:: Input
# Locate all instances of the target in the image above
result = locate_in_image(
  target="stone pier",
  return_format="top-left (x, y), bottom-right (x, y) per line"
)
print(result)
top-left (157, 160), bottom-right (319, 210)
::::
» What needs to be done
The lines you return should be those above that contain the word "target", every one of them.

» Written answer
# Locate all instances of the target in the image above
  target="stone pier",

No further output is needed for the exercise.